-- START OF EXTRACTED INFORMATION --

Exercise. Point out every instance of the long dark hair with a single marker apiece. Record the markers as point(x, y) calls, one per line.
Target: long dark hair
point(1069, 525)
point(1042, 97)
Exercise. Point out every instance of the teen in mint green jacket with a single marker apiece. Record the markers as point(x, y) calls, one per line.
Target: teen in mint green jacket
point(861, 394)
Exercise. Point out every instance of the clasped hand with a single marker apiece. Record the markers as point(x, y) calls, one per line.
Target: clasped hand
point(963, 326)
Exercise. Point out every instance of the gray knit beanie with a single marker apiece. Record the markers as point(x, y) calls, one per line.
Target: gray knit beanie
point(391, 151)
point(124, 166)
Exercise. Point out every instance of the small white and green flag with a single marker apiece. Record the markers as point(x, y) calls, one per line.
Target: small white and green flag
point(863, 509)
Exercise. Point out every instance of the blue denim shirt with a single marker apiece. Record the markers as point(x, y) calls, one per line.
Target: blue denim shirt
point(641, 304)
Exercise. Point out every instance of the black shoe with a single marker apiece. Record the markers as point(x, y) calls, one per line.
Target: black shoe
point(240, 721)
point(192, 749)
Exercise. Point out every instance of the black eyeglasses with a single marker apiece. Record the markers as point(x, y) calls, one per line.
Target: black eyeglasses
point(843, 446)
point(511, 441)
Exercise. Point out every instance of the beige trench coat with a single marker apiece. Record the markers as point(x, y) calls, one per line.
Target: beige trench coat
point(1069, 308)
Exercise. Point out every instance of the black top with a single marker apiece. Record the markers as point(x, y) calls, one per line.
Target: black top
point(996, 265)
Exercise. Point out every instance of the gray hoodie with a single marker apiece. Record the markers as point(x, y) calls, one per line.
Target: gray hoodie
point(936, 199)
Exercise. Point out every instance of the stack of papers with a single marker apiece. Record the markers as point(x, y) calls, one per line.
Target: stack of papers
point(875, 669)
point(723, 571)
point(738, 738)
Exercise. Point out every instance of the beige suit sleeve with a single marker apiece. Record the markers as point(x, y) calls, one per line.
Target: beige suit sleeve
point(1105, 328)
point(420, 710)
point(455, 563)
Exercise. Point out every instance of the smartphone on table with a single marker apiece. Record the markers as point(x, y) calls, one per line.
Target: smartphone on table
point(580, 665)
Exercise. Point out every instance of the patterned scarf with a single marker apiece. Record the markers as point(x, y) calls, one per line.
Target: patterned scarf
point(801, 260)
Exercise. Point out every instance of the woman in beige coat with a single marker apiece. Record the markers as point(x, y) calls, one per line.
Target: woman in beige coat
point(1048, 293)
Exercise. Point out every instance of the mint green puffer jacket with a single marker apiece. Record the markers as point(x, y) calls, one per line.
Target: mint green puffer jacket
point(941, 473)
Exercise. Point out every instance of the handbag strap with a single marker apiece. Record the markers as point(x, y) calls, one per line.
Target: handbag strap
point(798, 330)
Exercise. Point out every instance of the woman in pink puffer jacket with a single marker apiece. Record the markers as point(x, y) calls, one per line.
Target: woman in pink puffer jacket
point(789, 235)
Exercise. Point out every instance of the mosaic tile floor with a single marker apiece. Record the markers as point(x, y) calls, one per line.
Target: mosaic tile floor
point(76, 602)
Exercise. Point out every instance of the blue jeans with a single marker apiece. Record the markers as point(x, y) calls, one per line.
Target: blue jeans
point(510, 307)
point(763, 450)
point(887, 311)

-- END OF EXTRACTED INFORMATION --

EXERCISE:
Render every line of the items above as a Markdown table with the columns "Number" and "Text." Give each line its row number and skip any blank lines.

OUTPUT FOR THIS TASK:
| Number | Text |
|---|---|
| 1 | Exercise. Point out every instance of the long dark hair with a single marker apiece. Record the markers as point(x, y) calls, one per line. |
| 2 | Target: long dark hair |
| 3 | point(1069, 525) |
| 4 | point(1042, 97) |
| 5 | Exercise. Point out every instance of the teen in mint green jacket with a single marker apiece. Record the markers as point(x, y) calls, one per line. |
| 6 | Target: teen in mint green jacket |
| 7 | point(861, 394) |
| 8 | Exercise. Point out every instance of the clasped hand with a single marker apiece. Record the markers as point(x, y) calls, one per line. |
| 9 | Target: clasped hand |
| 10 | point(963, 326) |
| 11 | Exercise. Point out every instance of the gray knit beanie with a single marker apiece. Record the markers as point(x, y) calls, one per line. |
| 12 | Target: gray knit beanie |
| 13 | point(391, 151) |
| 14 | point(124, 166) |
| 15 | Exercise. Point out every instance of the small white and green flag with a single marker apiece. Record the markers as point(x, y) calls, one per line. |
| 16 | Target: small white and green flag |
| 17 | point(863, 509) |
| 18 | Exercise. Point out every instance of the blue denim shirt with a single marker apiece. Record the markers as point(x, y) calls, one per line. |
| 19 | Target: blue denim shirt |
| 20 | point(641, 304) |
| 21 | Exercise. Point out every instance of the black shoe with a single marker apiece. Record the markers as point(x, y) calls, one per line. |
| 22 | Target: black shoe |
| 23 | point(240, 721) |
| 24 | point(192, 749) |
| 25 | Exercise. Point out every instance of the black eyeglasses with a single marker apiece. Record the markers as point(x, y) calls, one per line. |
| 26 | Target: black eyeglasses |
| 27 | point(843, 446) |
| 28 | point(511, 441) |
| 29 | Exercise. Point out every instance of the beige trench coat with a single marker apiece. Record the markers as point(x, y) calls, one per line. |
| 30 | Target: beige trench coat |
| 31 | point(1069, 308) |
| 32 | Exercise. Point out every instance of the black top with a single marker apiece. Record the markers as point(x, y) calls, one per line. |
| 33 | Target: black top |
| 34 | point(996, 265) |
| 35 | Exercise. Point out every instance of the gray hoodie with a single marker apiece. Record the markers as point(x, y) calls, one per line. |
| 36 | Target: gray hoodie |
| 37 | point(936, 199) |
| 38 | Exercise. Point out every instance of the stack of papers with a single marker apiece. Record the markers as point(x, y) calls, one per line. |
| 39 | Target: stack of papers |
| 40 | point(875, 669) |
| 41 | point(723, 571) |
| 42 | point(738, 738) |
| 43 | Exercise. Point out every instance of the beige suit sleeve with a single marker apiece. Record the markers as point(x, y) calls, one per line. |
| 44 | Target: beige suit sleeve |
| 45 | point(1105, 328) |
| 46 | point(420, 710) |
| 47 | point(455, 563) |
| 48 | Exercise. Point out every instance of the smartphone on table with a single marker apiece. Record the markers as point(x, y) calls, one per line. |
| 49 | Target: smartphone on table |
| 50 | point(580, 665) |
| 51 | Exercise. Point out every instance of the patterned scarf with a single marker apiece. Record the markers as point(x, y) calls, one per line. |
| 52 | Target: patterned scarf |
| 53 | point(801, 260) |
| 54 | Exercise. Point out every instance of the woman in beige coat with a single marker apiece. Record the markers as point(x, y) calls, one per line. |
| 55 | Target: woman in beige coat |
| 56 | point(1048, 293) |
| 57 | Exercise. Point out every instance of the mint green puffer jacket with a single marker apiece. Record the markers as point(x, y) calls, one per line. |
| 58 | Target: mint green puffer jacket |
| 59 | point(941, 473) |
| 60 | Exercise. Point out every instance of the handbag strap with a single marker apiece. Record the markers as point(x, y) calls, one per line. |
| 61 | Target: handbag strap |
| 62 | point(798, 330) |
| 63 | Exercise. Point out every instance of the woman in pink puffer jacket with a single marker apiece. Record the markers as point(x, y) calls, one per line. |
| 64 | Target: woman in pink puffer jacket |
| 65 | point(789, 235) |
| 66 | Exercise. Point out every instance of the mosaic tile floor with a single marker apiece. Record the markers as point(x, y) calls, one per line. |
| 67 | Target: mosaic tile floor |
| 68 | point(76, 602) |
| 69 | Exercise. Point out every instance of the blue jeans with a single marker apiece. Record the markers as point(x, y) calls, one per line. |
| 70 | Target: blue jeans |
| 71 | point(510, 307) |
| 72 | point(763, 450) |
| 73 | point(887, 311) |